[Saved entries]
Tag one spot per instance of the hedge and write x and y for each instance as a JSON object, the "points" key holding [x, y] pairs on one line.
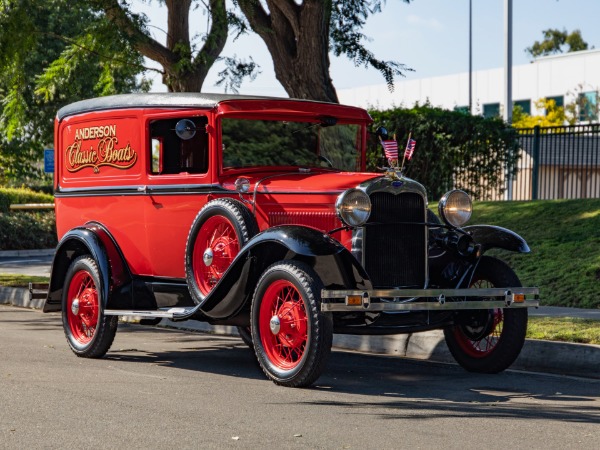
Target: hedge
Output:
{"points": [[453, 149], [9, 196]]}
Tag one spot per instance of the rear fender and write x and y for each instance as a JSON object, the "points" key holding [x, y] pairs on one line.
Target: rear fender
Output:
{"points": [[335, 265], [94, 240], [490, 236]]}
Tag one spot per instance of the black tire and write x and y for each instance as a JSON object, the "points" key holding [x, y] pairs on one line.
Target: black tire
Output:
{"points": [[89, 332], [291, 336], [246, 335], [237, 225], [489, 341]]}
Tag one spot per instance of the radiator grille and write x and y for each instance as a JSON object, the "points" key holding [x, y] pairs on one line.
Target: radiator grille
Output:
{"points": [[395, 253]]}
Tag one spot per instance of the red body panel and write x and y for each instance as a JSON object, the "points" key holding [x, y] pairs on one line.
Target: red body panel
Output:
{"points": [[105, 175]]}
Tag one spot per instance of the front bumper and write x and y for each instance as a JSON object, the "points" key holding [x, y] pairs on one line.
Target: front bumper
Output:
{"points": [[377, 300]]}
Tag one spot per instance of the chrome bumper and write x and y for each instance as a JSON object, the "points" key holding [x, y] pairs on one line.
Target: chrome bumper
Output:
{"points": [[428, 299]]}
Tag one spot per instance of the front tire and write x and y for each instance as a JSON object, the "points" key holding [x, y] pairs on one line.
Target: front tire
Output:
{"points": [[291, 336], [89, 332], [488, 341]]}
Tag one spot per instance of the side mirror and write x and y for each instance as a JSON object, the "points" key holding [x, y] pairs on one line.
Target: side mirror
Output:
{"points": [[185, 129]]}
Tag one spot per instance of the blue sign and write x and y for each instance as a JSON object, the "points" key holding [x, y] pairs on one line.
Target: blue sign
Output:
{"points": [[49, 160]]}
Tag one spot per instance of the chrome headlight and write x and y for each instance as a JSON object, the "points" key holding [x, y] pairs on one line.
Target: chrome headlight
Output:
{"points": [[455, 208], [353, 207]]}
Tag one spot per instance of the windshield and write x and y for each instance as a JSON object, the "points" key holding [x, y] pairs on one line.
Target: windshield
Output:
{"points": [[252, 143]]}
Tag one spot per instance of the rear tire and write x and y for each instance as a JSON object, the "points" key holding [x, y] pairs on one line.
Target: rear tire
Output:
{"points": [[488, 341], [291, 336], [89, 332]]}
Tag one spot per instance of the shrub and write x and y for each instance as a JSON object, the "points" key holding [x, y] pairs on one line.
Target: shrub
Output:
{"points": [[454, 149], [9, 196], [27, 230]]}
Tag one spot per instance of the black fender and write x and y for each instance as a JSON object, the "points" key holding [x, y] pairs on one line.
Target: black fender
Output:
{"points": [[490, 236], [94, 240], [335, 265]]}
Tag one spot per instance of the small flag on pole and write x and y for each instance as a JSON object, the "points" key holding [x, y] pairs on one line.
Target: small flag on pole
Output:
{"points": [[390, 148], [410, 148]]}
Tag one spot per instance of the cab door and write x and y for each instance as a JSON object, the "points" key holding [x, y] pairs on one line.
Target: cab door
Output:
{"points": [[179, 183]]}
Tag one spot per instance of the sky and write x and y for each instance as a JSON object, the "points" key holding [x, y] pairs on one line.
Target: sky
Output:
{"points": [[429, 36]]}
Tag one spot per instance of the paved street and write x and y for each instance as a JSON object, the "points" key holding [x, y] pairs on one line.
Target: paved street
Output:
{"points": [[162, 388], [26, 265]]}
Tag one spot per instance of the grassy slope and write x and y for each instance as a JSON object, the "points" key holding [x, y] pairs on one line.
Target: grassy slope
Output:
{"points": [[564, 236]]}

* * *

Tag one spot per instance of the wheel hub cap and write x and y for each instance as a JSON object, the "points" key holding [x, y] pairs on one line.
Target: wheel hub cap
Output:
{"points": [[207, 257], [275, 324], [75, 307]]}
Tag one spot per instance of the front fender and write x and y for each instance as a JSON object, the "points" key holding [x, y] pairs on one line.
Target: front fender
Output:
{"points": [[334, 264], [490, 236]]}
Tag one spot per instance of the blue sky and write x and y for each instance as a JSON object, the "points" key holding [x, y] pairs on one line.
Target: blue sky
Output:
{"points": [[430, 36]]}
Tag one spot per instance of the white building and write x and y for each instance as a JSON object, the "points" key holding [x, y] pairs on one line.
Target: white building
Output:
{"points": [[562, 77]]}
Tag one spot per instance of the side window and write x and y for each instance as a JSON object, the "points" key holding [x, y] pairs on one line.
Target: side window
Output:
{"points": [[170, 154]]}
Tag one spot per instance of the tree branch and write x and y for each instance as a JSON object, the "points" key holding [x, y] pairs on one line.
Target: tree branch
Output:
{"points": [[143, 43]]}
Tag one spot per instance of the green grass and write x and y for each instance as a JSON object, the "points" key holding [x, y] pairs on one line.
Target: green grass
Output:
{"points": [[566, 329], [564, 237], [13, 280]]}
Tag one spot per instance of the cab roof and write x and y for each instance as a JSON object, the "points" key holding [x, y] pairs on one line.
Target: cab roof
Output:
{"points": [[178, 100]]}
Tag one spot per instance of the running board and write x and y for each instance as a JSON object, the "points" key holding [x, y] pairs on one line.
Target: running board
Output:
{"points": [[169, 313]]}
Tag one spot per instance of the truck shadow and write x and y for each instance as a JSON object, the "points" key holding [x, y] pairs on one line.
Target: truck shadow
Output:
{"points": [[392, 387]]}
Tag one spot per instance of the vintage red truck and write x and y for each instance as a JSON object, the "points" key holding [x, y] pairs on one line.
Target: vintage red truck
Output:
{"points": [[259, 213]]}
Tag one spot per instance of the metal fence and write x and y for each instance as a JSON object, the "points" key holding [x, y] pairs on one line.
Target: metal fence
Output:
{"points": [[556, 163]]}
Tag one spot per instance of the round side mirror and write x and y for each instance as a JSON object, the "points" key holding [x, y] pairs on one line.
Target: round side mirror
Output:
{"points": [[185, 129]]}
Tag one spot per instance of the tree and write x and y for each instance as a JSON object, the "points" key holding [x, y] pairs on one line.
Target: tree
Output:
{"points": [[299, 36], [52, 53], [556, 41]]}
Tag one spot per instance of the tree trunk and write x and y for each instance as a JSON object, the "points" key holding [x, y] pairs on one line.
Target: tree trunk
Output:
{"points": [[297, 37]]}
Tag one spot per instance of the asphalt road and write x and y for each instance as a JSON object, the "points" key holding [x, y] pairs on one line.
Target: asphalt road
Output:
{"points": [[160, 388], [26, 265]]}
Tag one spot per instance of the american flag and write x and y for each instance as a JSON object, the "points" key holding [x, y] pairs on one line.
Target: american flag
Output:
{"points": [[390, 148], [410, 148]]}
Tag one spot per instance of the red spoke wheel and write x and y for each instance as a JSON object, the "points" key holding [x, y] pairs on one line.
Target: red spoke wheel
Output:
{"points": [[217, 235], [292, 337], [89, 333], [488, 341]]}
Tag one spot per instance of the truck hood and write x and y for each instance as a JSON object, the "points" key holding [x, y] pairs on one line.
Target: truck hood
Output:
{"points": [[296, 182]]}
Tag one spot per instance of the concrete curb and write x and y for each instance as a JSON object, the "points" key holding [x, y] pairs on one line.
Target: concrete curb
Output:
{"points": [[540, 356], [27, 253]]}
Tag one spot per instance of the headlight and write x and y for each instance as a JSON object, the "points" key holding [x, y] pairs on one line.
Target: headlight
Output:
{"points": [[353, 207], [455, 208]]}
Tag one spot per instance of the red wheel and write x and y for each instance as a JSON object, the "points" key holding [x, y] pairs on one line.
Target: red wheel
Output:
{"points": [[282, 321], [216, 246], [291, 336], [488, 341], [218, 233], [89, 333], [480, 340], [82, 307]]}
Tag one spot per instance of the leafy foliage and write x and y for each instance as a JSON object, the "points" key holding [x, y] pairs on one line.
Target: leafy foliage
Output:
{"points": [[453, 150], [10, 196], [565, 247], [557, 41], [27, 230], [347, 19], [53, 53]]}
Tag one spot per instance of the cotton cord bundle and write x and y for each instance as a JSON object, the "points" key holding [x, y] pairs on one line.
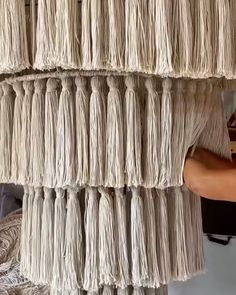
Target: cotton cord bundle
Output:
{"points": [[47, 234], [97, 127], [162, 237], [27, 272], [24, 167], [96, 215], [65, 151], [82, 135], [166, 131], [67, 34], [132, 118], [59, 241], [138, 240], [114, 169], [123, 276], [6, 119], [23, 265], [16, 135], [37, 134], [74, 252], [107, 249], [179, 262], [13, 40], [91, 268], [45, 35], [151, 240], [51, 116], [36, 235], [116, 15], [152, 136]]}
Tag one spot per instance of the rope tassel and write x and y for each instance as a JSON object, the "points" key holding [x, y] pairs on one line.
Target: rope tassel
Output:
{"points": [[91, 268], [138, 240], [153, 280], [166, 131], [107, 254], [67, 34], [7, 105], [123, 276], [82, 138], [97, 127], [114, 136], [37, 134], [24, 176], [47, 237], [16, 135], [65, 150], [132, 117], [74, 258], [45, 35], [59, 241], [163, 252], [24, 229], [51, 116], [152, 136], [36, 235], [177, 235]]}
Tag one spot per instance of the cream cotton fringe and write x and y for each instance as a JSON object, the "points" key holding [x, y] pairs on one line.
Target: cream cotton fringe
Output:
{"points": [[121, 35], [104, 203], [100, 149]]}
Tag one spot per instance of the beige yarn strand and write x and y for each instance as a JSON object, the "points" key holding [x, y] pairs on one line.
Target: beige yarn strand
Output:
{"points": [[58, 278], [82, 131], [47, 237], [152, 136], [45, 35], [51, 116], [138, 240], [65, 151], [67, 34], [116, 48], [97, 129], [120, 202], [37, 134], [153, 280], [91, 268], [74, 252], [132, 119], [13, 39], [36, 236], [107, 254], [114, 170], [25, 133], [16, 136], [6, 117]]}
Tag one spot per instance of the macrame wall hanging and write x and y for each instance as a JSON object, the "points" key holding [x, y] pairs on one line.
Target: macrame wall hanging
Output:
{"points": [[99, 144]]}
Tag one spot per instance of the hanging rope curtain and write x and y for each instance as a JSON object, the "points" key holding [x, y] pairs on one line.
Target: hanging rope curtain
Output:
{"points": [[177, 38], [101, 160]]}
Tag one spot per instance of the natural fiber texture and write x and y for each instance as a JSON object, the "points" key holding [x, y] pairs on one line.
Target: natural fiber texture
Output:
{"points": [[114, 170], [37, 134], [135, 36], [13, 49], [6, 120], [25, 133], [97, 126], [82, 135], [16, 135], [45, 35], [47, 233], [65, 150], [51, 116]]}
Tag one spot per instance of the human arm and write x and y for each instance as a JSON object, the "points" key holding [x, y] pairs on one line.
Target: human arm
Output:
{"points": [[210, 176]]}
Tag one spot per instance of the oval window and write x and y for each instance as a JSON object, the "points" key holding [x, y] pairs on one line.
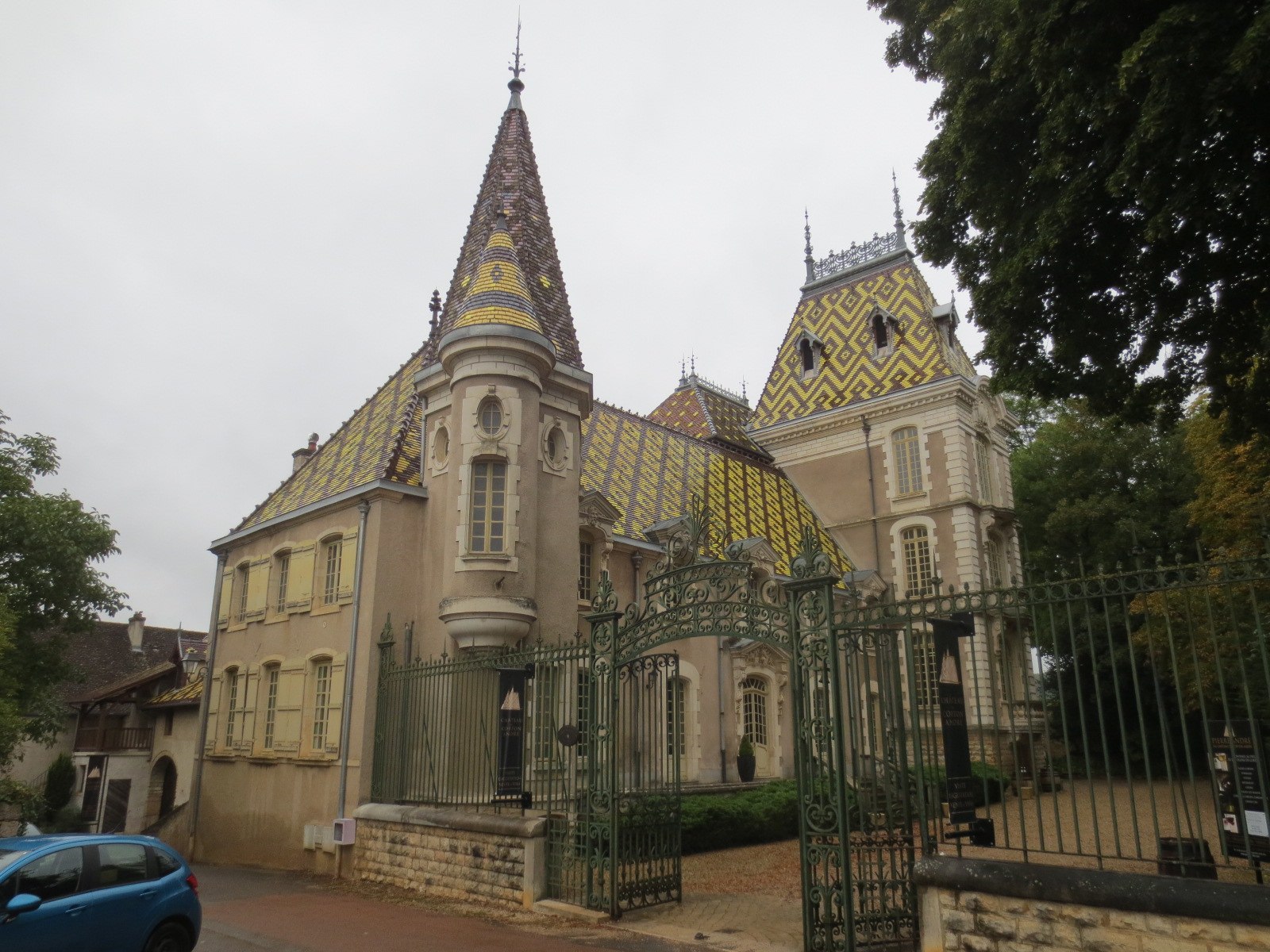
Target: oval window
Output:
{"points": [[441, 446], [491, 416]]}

* * *

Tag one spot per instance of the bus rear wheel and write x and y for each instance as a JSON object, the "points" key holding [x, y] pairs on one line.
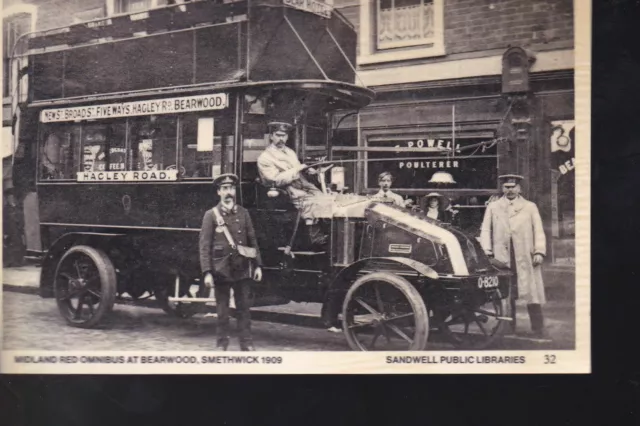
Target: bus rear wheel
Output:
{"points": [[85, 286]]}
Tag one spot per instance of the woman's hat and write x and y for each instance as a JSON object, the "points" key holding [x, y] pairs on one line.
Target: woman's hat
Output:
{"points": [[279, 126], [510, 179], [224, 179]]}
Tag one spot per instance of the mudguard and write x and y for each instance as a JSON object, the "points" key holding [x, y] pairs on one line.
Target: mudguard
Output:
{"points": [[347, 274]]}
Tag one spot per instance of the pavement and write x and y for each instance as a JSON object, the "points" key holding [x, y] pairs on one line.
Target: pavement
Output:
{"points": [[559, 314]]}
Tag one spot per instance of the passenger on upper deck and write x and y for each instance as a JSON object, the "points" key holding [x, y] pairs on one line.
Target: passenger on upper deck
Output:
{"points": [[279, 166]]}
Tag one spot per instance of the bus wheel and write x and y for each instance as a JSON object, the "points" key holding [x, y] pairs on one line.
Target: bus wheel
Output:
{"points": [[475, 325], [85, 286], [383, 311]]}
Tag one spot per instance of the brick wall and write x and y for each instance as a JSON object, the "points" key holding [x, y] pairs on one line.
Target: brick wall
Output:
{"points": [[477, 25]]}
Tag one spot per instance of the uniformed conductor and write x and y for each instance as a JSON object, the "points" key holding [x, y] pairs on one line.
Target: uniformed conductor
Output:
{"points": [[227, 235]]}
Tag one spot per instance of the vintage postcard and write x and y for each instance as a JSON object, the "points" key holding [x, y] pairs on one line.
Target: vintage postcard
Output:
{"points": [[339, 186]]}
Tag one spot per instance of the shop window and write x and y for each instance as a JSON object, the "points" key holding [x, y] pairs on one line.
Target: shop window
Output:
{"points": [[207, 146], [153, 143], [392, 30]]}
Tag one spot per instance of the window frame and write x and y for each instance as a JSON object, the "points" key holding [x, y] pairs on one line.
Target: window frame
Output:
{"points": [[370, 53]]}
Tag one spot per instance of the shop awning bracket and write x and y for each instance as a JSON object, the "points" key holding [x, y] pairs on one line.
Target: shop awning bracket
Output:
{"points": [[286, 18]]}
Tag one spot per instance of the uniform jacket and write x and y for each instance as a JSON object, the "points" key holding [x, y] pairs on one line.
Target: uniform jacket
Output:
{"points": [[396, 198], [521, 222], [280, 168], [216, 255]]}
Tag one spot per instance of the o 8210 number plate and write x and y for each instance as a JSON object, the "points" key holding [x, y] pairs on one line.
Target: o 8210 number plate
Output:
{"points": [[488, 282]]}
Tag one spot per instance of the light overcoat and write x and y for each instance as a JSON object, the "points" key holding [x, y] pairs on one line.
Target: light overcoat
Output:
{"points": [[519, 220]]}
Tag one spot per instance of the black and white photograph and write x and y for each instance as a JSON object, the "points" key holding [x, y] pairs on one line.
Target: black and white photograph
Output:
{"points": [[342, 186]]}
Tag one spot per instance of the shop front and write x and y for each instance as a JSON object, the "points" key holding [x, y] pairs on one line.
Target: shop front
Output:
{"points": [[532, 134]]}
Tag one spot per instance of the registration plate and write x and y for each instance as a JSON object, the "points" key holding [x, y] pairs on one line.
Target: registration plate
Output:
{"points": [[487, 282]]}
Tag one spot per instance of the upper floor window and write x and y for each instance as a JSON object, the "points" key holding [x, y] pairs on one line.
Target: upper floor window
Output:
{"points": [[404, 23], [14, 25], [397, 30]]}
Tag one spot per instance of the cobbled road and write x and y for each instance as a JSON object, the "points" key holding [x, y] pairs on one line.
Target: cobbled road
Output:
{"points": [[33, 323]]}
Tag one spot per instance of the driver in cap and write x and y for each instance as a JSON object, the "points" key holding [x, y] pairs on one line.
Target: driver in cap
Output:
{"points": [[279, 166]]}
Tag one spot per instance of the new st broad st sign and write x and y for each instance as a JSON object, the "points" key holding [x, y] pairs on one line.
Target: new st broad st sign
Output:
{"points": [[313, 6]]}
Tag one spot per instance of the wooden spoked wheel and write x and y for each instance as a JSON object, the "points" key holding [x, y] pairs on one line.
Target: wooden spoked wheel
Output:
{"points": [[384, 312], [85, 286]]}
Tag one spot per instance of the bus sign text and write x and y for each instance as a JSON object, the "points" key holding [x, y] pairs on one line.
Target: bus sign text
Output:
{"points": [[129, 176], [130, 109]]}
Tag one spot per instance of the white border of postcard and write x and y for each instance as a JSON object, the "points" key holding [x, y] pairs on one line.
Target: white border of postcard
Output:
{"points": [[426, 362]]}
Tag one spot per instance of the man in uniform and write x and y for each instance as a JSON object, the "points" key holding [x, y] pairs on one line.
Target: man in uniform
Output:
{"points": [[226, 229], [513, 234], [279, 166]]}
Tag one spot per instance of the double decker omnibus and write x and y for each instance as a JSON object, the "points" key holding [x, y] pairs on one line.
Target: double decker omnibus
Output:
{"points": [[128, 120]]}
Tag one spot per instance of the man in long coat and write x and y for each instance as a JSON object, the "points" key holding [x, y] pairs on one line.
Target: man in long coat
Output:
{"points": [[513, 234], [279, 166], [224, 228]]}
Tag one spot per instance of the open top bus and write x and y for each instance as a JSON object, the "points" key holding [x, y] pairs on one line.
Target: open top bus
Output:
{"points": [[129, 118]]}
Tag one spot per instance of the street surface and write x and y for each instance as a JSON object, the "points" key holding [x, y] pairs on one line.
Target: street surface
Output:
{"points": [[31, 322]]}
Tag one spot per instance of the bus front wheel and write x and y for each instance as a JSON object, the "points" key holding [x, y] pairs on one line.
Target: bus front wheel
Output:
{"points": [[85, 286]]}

Work item:
Could you say how many lines of the entries contain the string "shrub"? Only the number should be given.

Answer to this problem:
2